··· SOURCE RECORDS
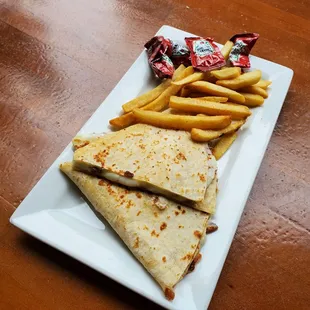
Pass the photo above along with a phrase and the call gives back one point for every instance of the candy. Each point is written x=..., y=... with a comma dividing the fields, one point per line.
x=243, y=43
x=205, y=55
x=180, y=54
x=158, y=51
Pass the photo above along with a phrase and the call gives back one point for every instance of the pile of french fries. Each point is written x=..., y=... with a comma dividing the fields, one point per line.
······
··· SOURCE RECORDS
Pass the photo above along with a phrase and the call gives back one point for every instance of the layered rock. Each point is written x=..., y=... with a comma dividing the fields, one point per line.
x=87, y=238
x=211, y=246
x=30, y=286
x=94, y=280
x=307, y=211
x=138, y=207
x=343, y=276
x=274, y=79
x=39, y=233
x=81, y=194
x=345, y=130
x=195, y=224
······
### TASK STATEMENT:
Duplicate the data between the lines holding "of the layered" and "x=195, y=224", inclusive.

### TASK SOLUTION:
Pass the photo above along with a phrase and the call gives back one point for every instance of the layered rock. Each point is written x=..., y=... with a comma dividing the fields, one point per line.
x=87, y=238
x=211, y=246
x=30, y=286
x=94, y=280
x=307, y=211
x=138, y=207
x=343, y=276
x=274, y=79
x=39, y=233
x=81, y=194
x=345, y=130
x=195, y=224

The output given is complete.